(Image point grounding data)
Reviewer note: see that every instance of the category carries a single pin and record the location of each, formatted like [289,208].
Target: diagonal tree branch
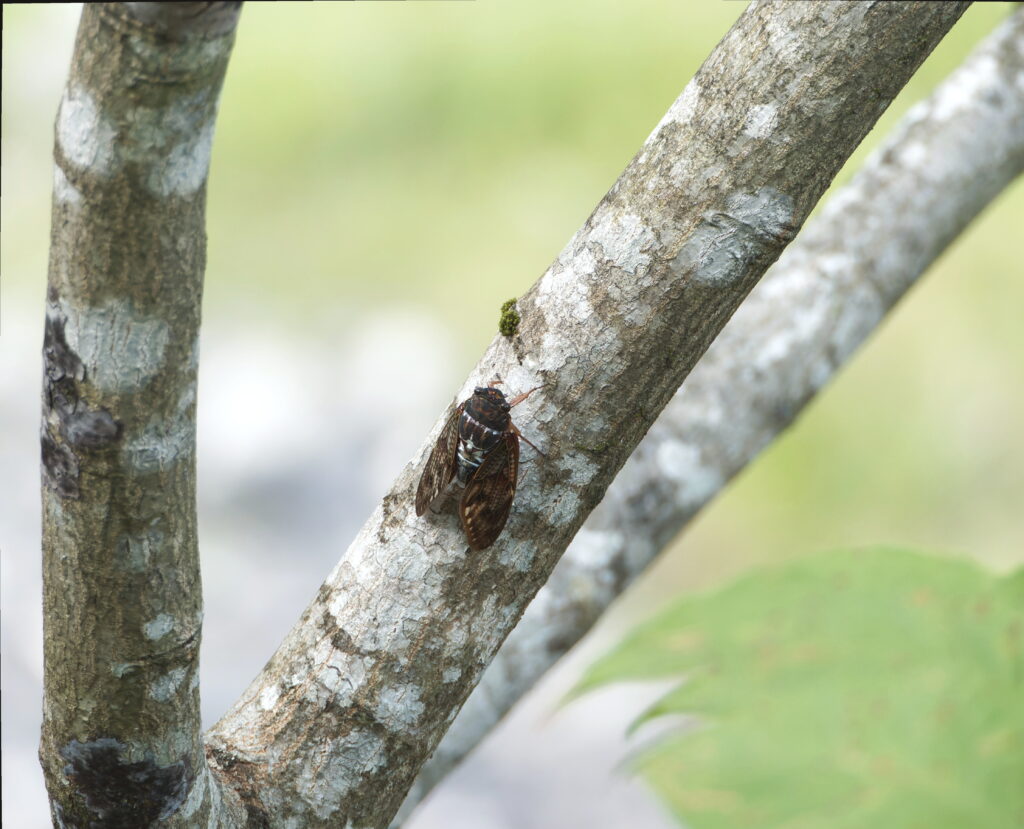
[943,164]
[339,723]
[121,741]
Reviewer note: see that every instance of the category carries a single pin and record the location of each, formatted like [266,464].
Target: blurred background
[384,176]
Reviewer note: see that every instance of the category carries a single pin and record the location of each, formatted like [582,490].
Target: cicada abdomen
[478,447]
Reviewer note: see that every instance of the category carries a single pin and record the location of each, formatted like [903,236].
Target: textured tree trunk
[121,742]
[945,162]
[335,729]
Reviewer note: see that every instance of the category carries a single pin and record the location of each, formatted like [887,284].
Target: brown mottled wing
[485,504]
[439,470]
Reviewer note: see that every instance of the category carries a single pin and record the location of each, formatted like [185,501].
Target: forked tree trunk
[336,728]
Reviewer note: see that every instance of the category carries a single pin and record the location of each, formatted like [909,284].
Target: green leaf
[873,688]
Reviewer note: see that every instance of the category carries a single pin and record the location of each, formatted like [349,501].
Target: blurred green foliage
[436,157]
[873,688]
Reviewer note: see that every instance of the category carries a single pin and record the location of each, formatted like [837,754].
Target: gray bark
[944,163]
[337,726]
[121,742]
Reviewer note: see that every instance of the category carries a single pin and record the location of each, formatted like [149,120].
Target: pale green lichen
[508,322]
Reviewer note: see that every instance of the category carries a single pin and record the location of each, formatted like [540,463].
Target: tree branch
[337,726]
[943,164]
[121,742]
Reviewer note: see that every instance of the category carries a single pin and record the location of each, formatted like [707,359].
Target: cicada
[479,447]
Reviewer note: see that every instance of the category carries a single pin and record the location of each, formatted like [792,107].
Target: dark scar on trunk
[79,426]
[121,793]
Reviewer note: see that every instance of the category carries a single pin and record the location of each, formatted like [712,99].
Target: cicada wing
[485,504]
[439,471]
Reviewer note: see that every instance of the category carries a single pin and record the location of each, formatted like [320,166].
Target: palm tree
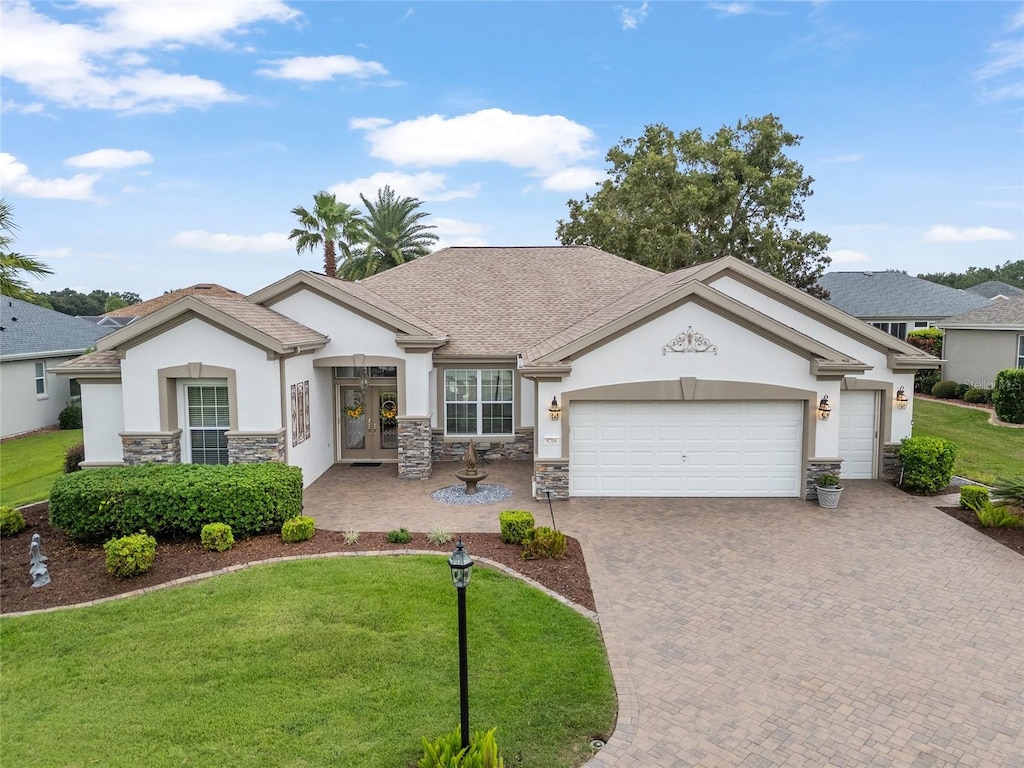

#### [Task requirements]
Would you write out all of the records exactly, omitting the pictures?

#### [Written answer]
Reviewer note: see that every instance of the category carries a single pin and record the location of each, formatted like [289,208].
Target: diagonal tree branch
[943,164]
[339,723]
[121,741]
Reviewer note: see that every instance of the category carries a single pin and record the location of each, formatted like [266,464].
Target: blurred background
[384,176]
Reviewer note: see that every instance of the category carries a single pin and record the location of each, formatted like [582,490].
Target: cicada abdomen
[478,447]
Reviewer note: see that every instance of the category carries a single pin and record the location of each, formatted like [903,236].
Target: textured tree trunk
[121,742]
[945,162]
[335,729]
Reviewer note: see that every instance of the category carries a single pin and record the location of each, formatted like [887,284].
Target: brown mottled wing
[485,504]
[439,470]
Reviewer note: see that every instance of the category carries a single pin and record the location of each, formatted like [185,501].
Target: forked tree trunk
[336,728]
Reviewer note: see that every instance of the category carries a single pin and record the location of each, formatted like [909,284].
Target: green leaf
[873,688]
Reviewer note: see that every instance of the category carries a single pin and record the location of each, formatted like [349,501].
Target: blurred green foliage
[436,157]
[873,688]
Reviewer note: see that every instance of the category carries a single pin and record the location of each, formatted like [837,754].
Target: gray bark
[944,163]
[337,726]
[121,742]
Reviewer note: see that every instance of the category carries a single pin and record the location of each, formatted like [149,120].
Target: pale green lichen
[508,322]
Reviewer note: see that every instance of the category carries a single pin and record the location of each, formatted like [540,463].
Target: tree branch
[337,726]
[943,164]
[121,742]
Reviewer note: see that every instance of the category carries a single pin and record the location of each, formatted like [707,359].
Target: cicada
[479,447]
Reviewer note: see that every instance of the category carries a single pin and record the location of each, formatted like [792,107].
Target: dark scar on trunk
[79,426]
[121,793]
Reviewer note: see that every instance of the category carries a single pin and record the location of each, formatted like [712,99].
Target: cicada wing
[485,504]
[439,471]
Reviewer note: see that every instance of the category carries a single pin and record the location of each, formatted like [320,166].
Target: palm tree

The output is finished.